* EXERCISE REQUIREMENTS:
**1)** Decide whether each statement below agrees with the Management Board minutes. Answer yes or no for each, and quote the deciding words from the minutes.
(a) The tape efficiency metrics are to be in place by the end of April 2008.
(b) F.Hernandez proposed that sites unable to produce the proposed metrics be allowed to define equivalent ones.
(c) The minutes of the previous MB meeting were rejected.
**2)** Write out the passage of the Management Board minutes running from "New Milestone added" down to "metrics if needed.", copied word for word.
**3)** Carry the Management Board meeting minutes forward from their final line.
──────── DOCUMENT ────────
LCG Management Board
Tuesday 4 March 16:00-18:00 – F2F Meeting
(Version 1 - 7.3.2008)
A.Aimar (notes), L.Betev, I.Bird (chair), K.Bos, T.Cass, Ph.Charpentier, L.Dell’Agnello, T.Doyle, I.Fisk, S.Foffano, J.Gordon, C.Grandi, F.Hernandez, M.Kasemann, M.Lamanna, S.Lin, E.Laure, U.Marconi, H.Marten, P.Mato, G.Merino, A.Pace, Di Qing, M.Schulz, J.Shiers, R.Tafirout, J.Templon
Mailing List Archive:
Tuesday 11 March 2008 16:00-17:00 – Phone Meeting
1. Minutes and Matters arising (Minutes)
1.1 Minutes of Previous Meeting
The minutes of the previous MB meeting were approved.
2. Action List Review (List of actions)
Actions that are late are highlighted in RED.
Done. The MB Members agreed that a milestone should be added in order to have metrics about tape efficiency at all Tier-1 sites. In order to be ready for the CCRC08-May the metrics should be in place by end of April 2008. The metrics to produce are the ones in the Tape Efficiency Wiki or equivalent. If sites can provide more metrics is even better.
New Milestone added to the HLM dashboard
T.Cass queried the comment from Brookhaven that none of the metrics were applicable, particularly as some data had already been provided. His understanding was simply that the value for the total data rate was slightly different as the statistics from HPSS do not include the time for tape mounting. This should be confirmed by Michael Ernst.
F.Hernandez proposed that sites that cannot produce the proposed metrics should be allowed to define equivalent metrics.
A new action is set for the sites to define, within 2 weeks, their tape efficiency metrics if needed.
──────── DATASET EXTRACT ────────
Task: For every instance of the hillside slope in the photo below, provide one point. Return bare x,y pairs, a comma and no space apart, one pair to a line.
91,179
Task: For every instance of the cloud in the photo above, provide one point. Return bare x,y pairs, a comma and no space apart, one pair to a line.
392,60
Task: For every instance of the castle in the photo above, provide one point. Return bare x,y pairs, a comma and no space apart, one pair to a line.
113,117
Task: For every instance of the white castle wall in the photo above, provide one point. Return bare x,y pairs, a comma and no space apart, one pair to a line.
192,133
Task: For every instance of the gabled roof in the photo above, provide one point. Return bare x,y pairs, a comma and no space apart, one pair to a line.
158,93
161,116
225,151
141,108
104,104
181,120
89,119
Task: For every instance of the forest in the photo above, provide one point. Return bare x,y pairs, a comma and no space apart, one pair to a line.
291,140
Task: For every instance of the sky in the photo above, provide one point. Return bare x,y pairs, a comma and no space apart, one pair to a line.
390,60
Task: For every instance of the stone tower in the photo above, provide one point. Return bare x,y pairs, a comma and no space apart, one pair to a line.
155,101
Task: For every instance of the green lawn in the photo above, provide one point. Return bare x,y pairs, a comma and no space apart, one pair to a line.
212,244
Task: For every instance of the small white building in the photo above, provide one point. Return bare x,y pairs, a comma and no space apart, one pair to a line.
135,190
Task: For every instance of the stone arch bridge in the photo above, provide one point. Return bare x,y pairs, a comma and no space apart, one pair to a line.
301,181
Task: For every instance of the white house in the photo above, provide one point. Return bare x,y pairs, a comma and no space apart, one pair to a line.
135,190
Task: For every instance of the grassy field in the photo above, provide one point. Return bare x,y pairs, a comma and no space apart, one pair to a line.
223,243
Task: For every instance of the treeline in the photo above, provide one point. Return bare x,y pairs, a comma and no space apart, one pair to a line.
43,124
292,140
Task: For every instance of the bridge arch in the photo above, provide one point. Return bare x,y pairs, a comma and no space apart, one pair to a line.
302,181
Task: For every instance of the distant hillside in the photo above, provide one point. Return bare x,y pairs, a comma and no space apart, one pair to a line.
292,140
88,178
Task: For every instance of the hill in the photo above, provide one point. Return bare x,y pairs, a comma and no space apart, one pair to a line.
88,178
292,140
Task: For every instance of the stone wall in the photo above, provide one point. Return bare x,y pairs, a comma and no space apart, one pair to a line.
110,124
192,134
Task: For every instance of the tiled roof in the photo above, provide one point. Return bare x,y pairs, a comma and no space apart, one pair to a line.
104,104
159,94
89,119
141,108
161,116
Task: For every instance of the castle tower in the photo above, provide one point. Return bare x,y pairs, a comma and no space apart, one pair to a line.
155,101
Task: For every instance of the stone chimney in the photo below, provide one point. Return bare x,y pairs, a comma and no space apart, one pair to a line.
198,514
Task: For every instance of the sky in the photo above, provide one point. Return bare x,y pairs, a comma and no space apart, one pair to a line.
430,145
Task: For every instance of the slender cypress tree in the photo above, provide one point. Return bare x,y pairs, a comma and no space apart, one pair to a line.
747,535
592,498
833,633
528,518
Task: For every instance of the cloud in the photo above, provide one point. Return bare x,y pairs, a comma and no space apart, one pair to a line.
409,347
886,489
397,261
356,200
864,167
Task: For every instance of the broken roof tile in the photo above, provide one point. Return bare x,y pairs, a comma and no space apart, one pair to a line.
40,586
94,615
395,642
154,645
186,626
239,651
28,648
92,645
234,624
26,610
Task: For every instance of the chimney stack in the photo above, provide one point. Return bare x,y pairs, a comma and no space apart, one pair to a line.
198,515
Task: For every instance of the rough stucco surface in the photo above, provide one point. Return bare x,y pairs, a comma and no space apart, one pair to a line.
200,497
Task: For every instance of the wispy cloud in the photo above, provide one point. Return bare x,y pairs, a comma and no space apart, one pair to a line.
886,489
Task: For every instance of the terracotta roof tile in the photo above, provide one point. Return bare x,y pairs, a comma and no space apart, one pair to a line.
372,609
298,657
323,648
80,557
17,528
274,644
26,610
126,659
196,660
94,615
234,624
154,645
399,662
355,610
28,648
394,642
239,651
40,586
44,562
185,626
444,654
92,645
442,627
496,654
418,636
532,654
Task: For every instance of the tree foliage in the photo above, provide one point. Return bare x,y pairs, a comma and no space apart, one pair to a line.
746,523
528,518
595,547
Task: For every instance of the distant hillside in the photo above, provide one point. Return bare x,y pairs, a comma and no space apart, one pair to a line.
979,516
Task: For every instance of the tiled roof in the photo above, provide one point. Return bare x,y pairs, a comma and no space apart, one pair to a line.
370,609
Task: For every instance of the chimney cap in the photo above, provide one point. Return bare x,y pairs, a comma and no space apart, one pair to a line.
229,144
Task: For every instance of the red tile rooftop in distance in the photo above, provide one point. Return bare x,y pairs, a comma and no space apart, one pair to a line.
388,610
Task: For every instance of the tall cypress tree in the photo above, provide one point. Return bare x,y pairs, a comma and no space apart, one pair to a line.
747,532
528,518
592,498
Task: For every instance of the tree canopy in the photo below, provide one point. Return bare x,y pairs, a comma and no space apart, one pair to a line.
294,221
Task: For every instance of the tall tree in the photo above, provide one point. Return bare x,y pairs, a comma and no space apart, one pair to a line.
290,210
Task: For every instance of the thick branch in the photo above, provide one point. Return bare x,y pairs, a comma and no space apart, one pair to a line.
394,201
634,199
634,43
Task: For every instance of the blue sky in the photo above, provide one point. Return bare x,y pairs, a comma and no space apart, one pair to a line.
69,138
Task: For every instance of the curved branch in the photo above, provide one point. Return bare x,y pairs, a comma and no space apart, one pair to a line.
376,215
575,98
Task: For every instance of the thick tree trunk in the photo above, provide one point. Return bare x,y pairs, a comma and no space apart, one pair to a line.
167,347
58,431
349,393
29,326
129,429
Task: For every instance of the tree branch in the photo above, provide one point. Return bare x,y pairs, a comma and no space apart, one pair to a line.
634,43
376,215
────────
* IN RESPONSE:
**1)**
(a) Yes: "the metrics should be in place by end of April 2008"
(b) Yes: "F.Hernandez proposed that sites that cannot produce the proposed metrics should be allowed to define equivalent metrics."
(c) No: "The minutes of the previous MB meeting were approved."

**2)**
New Milestone added to the HLM dashboard
T.Cass queried the comment from Brookhaven that none of the metrics were applicable, particularly as some data had already been provided. His understanding was simply that the value for the total data rate was slightly different as the statistics from HPSS do not include the time for tape mounting. This should be confirmed by Michael Ernst.
F.Hernandez proposed that sites that cannot produce the proposed metrics should be allowed to define equivalent metrics.
A new action is set for the sites to define, within 2 weeks, their tape efficiency metrics if needed.

**3)**
18 Mar 2008 - Sites should propose new tape efficiency metrics that they can implement, in case they cannot provide the metrics proposed.
Only received by ASGC. A.Aimar will ask for an explicit confirmation from Sites and Experiments.
Not done. Asked to GridView but it still needs to be implemented.
On the way. Being verified.
3. CCRC08 Update (Draft LCG Services QR; Slides) - J.Shiers
J.Shiers presented the weekly update about the CCRC08 activities. This was not a full CCRC08-Feb summary. A comprehensive summary will be prepared and presented in future meetings.
In the last week of February, CCRC08 progressed without major problems. There were successful combined data exports ran for several days at rates of 1-2 GB/s. CMS alone has run close to 1GB/s.
All the CCRC08 work continued in parallel to many other activities. People although busy with other activities and meetings were able to also “run the challenge” for extended periods. Moving to a disciplined and controlled run is what CCRC08 is successfully fostering.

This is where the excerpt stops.